_GIVEN INSTRUCTION_.
How many of the rows below contain the word "stalk"? Reply with the number alone.

START INPUT FOR THIS TASK

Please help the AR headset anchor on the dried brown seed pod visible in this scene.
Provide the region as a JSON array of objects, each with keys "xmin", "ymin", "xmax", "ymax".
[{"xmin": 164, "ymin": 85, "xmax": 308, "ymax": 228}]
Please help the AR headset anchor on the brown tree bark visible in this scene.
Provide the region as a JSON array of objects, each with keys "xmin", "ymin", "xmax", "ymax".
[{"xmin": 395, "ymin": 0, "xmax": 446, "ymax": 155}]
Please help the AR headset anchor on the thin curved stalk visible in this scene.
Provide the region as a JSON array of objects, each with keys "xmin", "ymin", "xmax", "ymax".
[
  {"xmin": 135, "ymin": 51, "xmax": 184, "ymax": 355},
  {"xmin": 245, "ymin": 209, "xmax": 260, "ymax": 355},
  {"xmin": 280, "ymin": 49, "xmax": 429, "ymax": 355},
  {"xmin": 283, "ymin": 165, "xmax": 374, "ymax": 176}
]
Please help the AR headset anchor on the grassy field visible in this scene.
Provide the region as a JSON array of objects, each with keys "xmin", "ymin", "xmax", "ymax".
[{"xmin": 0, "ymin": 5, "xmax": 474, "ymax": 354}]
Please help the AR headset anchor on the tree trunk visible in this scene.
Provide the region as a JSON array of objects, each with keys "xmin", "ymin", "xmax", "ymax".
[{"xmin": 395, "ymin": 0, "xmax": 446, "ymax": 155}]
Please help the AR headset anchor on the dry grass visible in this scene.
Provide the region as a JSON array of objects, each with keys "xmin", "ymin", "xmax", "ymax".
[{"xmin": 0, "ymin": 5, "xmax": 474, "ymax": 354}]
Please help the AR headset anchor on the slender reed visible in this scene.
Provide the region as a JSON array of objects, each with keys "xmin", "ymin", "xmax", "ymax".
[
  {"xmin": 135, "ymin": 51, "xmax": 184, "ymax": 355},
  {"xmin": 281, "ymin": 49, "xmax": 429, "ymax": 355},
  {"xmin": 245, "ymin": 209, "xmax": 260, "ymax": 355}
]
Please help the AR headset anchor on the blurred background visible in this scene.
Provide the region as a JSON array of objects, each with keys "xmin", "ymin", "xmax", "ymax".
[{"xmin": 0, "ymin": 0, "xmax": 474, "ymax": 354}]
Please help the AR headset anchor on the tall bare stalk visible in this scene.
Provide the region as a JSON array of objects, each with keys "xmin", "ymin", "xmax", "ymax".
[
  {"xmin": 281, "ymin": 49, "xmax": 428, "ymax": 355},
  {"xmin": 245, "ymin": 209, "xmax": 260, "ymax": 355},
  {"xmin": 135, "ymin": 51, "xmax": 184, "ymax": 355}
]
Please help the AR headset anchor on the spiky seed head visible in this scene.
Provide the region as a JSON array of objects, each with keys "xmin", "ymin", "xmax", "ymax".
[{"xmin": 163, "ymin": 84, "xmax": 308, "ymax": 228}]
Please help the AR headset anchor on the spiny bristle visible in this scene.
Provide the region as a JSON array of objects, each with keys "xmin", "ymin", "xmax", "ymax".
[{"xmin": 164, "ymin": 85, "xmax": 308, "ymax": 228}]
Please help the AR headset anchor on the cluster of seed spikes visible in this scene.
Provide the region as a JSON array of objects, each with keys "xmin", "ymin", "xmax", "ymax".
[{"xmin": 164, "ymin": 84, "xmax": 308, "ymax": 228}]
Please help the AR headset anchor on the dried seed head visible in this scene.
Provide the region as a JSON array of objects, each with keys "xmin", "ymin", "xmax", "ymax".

END INPUT FOR THIS TASK

_OUTPUT FOR THIS EXERCISE_.
2